Source records:
--------
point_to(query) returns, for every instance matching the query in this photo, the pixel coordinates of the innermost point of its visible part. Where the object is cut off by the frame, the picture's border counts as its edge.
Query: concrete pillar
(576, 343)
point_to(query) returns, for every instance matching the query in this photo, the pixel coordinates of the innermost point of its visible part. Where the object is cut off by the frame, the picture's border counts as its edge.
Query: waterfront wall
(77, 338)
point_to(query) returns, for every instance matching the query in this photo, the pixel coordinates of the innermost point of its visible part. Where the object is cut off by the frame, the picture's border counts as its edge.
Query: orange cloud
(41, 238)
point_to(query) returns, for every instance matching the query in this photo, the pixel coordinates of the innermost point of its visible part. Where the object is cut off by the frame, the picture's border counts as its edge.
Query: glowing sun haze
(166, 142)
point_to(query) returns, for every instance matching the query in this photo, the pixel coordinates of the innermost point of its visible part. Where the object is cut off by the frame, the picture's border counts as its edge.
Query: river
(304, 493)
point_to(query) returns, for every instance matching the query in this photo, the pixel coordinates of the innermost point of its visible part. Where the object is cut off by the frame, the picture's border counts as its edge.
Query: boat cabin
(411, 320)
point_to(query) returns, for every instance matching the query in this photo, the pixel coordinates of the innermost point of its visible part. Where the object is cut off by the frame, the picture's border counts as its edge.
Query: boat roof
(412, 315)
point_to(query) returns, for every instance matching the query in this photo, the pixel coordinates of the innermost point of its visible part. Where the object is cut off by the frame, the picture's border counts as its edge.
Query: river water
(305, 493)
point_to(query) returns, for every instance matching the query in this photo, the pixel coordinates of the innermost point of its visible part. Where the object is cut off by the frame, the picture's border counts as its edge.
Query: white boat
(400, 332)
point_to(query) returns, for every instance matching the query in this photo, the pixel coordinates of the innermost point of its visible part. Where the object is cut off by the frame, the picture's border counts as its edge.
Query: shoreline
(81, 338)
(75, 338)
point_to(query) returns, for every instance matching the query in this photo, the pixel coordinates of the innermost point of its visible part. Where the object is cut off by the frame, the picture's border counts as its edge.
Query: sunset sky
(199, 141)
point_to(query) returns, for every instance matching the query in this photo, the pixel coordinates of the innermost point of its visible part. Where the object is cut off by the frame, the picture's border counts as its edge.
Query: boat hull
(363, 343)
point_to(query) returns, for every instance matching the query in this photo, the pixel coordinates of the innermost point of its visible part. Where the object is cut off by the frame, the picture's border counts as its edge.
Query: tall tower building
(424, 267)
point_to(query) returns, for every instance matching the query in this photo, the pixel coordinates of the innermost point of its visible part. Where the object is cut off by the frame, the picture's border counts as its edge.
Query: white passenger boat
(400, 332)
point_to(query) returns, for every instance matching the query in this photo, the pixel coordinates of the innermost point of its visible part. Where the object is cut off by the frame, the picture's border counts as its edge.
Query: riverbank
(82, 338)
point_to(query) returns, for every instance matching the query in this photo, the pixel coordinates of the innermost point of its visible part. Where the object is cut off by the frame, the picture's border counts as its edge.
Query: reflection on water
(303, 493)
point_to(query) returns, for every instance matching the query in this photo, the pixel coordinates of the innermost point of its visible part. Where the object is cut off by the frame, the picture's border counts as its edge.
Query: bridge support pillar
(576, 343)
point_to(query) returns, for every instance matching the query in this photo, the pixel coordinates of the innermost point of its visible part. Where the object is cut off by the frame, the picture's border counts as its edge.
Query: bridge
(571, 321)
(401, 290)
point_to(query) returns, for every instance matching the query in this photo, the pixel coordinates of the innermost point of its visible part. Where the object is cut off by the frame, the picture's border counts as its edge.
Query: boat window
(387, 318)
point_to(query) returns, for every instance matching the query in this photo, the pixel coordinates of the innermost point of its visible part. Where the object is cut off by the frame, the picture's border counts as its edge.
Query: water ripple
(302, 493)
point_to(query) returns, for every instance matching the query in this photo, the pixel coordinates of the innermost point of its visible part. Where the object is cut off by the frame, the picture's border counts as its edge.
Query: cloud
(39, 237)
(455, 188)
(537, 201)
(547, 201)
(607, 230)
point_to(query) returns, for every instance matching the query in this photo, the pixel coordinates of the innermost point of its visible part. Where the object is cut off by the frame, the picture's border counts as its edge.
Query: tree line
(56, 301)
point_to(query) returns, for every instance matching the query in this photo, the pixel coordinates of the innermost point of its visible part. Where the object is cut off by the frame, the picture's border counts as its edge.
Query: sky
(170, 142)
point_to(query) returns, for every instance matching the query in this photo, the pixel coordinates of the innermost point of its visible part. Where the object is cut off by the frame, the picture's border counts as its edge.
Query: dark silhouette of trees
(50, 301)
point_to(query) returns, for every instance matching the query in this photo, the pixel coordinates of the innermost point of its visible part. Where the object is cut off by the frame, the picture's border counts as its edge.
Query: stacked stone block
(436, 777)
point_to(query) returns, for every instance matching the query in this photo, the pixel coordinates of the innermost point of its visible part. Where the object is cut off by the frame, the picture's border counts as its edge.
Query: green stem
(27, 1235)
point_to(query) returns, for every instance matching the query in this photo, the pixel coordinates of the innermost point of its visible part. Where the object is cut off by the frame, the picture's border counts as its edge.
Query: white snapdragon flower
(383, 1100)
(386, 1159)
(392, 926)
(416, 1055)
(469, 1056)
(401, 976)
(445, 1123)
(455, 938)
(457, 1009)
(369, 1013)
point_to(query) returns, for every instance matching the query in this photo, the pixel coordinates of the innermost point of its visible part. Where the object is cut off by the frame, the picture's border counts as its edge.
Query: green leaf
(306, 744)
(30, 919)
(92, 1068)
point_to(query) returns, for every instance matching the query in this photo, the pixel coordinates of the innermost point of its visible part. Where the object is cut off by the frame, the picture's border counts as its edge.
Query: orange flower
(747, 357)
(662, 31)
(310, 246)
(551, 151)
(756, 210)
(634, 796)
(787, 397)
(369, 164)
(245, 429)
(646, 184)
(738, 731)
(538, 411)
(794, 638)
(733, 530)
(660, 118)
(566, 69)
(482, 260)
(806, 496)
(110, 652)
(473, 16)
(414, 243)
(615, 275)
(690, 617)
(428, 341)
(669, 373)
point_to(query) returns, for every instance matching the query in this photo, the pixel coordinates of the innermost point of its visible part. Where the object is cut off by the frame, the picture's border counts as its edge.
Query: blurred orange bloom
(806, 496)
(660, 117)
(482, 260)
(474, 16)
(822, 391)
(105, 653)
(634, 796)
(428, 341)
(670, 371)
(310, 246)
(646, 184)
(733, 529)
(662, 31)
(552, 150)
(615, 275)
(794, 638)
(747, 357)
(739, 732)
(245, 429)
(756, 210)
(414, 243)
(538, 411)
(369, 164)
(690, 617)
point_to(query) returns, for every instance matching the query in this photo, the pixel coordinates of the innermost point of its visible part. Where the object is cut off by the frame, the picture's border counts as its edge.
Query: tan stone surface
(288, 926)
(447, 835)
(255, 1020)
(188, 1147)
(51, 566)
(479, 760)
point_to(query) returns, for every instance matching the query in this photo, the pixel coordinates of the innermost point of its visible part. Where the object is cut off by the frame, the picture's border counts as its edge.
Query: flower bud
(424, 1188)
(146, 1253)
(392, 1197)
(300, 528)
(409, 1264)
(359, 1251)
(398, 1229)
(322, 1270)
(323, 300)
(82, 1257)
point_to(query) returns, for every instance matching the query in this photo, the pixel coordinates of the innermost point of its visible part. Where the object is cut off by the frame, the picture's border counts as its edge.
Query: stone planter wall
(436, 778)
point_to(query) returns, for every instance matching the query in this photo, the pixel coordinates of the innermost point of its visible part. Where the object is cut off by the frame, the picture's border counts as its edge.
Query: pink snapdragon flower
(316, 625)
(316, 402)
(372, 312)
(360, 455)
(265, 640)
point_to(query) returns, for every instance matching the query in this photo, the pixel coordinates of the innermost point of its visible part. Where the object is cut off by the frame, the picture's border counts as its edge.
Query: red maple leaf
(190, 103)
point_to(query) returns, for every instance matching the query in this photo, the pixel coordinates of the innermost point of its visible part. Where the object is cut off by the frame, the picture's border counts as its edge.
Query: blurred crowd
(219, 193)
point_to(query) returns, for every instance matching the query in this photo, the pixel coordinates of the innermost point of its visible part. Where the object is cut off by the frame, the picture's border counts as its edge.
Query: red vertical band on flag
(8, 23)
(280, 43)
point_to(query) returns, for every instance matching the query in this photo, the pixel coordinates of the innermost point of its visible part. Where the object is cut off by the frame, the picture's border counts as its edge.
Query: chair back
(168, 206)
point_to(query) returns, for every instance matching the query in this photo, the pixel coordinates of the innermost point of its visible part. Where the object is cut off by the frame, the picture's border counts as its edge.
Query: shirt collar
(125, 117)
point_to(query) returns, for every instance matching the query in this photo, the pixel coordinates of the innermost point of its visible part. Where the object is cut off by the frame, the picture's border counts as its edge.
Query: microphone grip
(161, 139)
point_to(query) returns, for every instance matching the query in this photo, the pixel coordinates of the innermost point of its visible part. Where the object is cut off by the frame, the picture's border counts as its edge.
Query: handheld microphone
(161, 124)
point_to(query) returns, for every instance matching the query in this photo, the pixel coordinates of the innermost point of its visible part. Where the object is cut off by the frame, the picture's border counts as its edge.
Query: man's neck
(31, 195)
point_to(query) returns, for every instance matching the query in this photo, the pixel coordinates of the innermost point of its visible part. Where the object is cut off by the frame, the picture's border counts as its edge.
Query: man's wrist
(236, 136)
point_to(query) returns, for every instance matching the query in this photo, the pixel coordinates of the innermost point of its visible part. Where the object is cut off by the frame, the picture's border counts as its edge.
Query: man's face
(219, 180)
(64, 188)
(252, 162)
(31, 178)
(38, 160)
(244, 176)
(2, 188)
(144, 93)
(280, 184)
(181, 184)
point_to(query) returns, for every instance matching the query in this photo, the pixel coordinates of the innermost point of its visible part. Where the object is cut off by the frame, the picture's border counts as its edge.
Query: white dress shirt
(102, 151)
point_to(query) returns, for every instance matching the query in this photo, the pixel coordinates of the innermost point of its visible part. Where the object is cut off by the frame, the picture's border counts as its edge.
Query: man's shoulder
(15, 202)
--------
◆ Your instructions: From the line containing "Query: man's neck" to the last line above, repeat every line exactly and nothing else.

◆ Answer section:
Query: man's neck
(31, 195)
point_to(query) returns, for every instance matching the query in this photo, the pixel coordinates of the innermost point of its visible part. Where the object is cut off by the frame, the picture's border counts as its edge.
Query: man's wrist
(236, 136)
point_to(query) returns, for every instance matching the query in this photo, the pixel coordinates of the innermost point of its visible part. Where the object is cut off by the frame, the picture's border counts as its edge.
Query: man's face
(219, 180)
(64, 188)
(252, 162)
(31, 178)
(38, 160)
(244, 176)
(2, 188)
(144, 93)
(280, 184)
(181, 184)
point_to(query) returns, for every instance matching the query in this photo, the pixel coordinates of the innermost point of its visible part. Where the object is cut off by the frame, the picture's border counts as its edge.
Query: white dress shirt
(102, 151)
point_to(query) returns, for every instance matching the query in this photo, the pixel coordinates of the innermost point of its visible part. Where the object is cut off by the frame, the picture's border counts as its edge.
Query: man's shoulder
(15, 202)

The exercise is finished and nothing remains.